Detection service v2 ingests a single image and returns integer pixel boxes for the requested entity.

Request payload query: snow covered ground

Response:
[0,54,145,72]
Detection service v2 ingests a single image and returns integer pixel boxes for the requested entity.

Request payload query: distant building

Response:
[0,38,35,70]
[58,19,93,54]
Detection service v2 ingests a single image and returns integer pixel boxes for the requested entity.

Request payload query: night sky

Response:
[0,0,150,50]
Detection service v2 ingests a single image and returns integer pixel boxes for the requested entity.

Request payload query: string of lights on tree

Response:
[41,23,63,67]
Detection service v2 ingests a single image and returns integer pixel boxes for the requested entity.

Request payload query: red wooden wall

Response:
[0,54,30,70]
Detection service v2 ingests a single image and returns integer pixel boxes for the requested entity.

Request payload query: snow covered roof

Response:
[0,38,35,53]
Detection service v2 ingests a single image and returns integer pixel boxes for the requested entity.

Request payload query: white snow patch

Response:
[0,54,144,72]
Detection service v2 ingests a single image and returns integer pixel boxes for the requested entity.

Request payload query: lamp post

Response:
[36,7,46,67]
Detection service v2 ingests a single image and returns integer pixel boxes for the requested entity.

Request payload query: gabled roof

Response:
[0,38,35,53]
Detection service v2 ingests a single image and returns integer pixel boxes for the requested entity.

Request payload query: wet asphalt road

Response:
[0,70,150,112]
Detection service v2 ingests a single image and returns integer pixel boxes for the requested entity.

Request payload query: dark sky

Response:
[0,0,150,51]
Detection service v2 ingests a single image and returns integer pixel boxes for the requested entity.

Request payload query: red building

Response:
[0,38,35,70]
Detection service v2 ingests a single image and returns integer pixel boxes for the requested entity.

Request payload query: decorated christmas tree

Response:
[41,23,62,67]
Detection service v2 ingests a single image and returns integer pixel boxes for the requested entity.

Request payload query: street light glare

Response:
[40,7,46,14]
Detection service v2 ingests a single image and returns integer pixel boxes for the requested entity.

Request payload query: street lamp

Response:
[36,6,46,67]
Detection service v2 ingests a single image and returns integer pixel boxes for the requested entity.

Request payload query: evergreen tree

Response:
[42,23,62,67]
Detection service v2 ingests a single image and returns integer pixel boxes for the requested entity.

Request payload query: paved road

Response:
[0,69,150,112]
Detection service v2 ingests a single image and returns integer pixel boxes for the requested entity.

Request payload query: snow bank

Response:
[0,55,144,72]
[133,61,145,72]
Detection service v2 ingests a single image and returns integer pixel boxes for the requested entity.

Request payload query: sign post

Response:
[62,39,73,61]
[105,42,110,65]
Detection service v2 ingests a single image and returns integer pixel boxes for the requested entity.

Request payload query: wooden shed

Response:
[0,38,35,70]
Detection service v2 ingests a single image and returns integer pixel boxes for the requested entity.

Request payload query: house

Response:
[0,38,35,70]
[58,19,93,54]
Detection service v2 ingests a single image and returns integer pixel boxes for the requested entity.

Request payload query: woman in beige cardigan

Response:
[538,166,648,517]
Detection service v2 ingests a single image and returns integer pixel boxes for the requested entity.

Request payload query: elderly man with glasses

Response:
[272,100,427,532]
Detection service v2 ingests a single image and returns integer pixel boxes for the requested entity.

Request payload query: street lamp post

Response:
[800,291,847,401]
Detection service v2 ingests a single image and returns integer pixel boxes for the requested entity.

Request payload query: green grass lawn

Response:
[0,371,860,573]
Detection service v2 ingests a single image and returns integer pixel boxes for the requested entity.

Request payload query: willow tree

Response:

### Stated problem:
Arrange all the records above as a Markdown table with two columns, Row and Line, putting each line in its own numbered row and skipping blank lines.

### Full answer:
| Row | Line |
|---|---|
| 1 | Detection service v2 ingests a single image and returns integer pixel boxes for the requested entity. |
| 2 | Request payload query: snow covered ground |
| 3 | Response: |
| 4 | [0,54,145,72] |
| 5 | Detection service v2 ingests a single image and returns integer pixel boxes for the requested entity. |
| 6 | Request payload query: distant building |
| 7 | Response: |
| 8 | [0,38,35,70] |
| 9 | [58,19,93,54] |
| 10 | Detection service v2 ingests a single image and returns integer pixel boxes for the requested entity. |
| 11 | Request payload query: night sky |
| 12 | Response: |
| 13 | [0,0,150,50] |
| 14 | Detection service v2 ingests a single image and returns integer pixel boxes for the requested entity. |
| 15 | Request payload query: string of lights on tree |
| 16 | Response: |
| 17 | [41,23,63,67] |
| 18 | Detection service v2 ingests a single image and returns integer pixel boxes for the requested entity. |
| 19 | Request payload query: red wooden wall |
| 20 | Response: |
| 21 | [0,54,30,70] |
| 22 | Detection service v2 ingests a single image and returns integer pixel boxes for the requested entity. |
| 23 | Request payload query: snow covered roof |
| 24 | Response: |
| 25 | [0,38,35,53] |
| 26 | Detection service v2 ingests a single image and returns integer pixel boxes for the requested entity. |
| 27 | Request payload query: white snow patch |
| 28 | Response: |
| 29 | [0,54,144,72] |
| 30 | Detection service v2 ingests a single image and returns integer pixel boxes for the requested entity. |
| 31 | Request payload query: lamp post |
| 32 | Response: |
| 33 | [36,7,46,67] |
| 34 | Detection service v2 ingests a single image and returns integer pixel boxes for the requested entity. |
| 35 | Request payload query: gabled roof |
| 36 | Response: |
| 37 | [0,38,35,53] |
| 38 | Detection service v2 ingests a single image and returns integer pixel boxes for the requested entity. |
| 39 | Request payload query: wet asphalt road |
| 40 | Response: |
| 41 | [0,70,150,112] |
| 42 | Detection service v2 ingests a single image and returns integer pixel boxes for the requested entity. |
| 43 | Request payload query: dark sky |
| 44 | Response: |
| 45 | [0,0,150,51] |
| 46 | Detection service v2 ingests a single image and returns integer pixel boxes for the requested entity. |
| 47 | Request payload query: red building |
| 48 | Response: |
| 49 | [0,38,35,70] |
| 50 | Detection service v2 ingests a single image and returns integer pixel boxes for the requested entity. |
| 51 | Request payload query: decorated christmas tree |
| 52 | Response: |
| 53 | [41,23,62,67] |
| 54 | Detection service v2 ingests a single image and returns integer pixel boxes for the requested entity. |
| 55 | Request payload query: street light glare |
| 56 | Response: |
| 57 | [40,7,46,14] |
| 58 | Detection service v2 ingests a single image and returns integer pixel boxes for the requested entity. |
| 59 | Request payload query: street lamp |
| 60 | Response: |
| 61 | [36,6,46,67] |
| 62 | Detection service v2 ingests a single image and returns integer pixel boxes for the requested entity. |
| 63 | Request payload query: evergreen tree |
| 64 | Response: |
| 65 | [42,23,62,67] |
| 66 | Detection service v2 ingests a single image and returns integer pixel boxes for the requested entity. |
| 67 | Request payload query: paved road |
| 68 | Response: |
| 69 | [0,69,150,112] |
| 70 | Detection service v2 ingests a single image and returns integer pixel boxes for the requested entity. |
| 71 | Request payload query: snow bank |
| 72 | Response: |
| 73 | [0,55,144,72] |
| 74 | [133,61,145,72] |
| 75 | Detection service v2 ingests a single image and returns integer pixel boxes for the requested entity. |
| 76 | Request payload query: sign post |
| 77 | Response: |
| 78 | [62,39,73,61] |
| 79 | [105,42,110,65] |
| 80 | Detection service v2 ingests a single image and returns integer pixel boxes for the requested entity. |
| 81 | Request payload query: wooden shed |
| 82 | Response: |
| 83 | [0,38,35,70] |
| 84 | Detection service v2 ingests a single image and returns integer pixel boxes for the requested entity. |
| 85 | Request payload query: house |
| 86 | Response: |
| 87 | [0,38,35,70] |
| 88 | [58,19,93,54] |
| 89 | Detection service v2 ingests a single image and returns integer pixel boxes for the requested entity. |
| 90 | Request payload query: woman in beige cardigan |
| 91 | Response: |
| 92 | [538,166,648,517] |
| 93 | Detection service v2 ingests a single image and returns integer pixel boxes for the requested entity. |
| 94 | Request payload query: elderly man with glasses |
| 95 | Response: |
| 96 | [272,100,427,532] |
| 97 | Detection service v2 ingests a single image and returns integer pixel boxes for the requested entity. |
| 98 | Request payload query: street lamp post |
| 99 | Response: |
| 100 | [800,291,847,401] |
| 101 | Detection service v2 ingests a single image and returns integer pixel boxes for the requested entity. |
| 102 | Request payload query: green grass lawn |
| 103 | Response: |
| 104 | [0,371,860,573] |
| 105 | Detection service v2 ingests a single image and returns integer pixel boxes for the requested entity. |
| 106 | Request payload query: willow tree |
| 107 | Response: |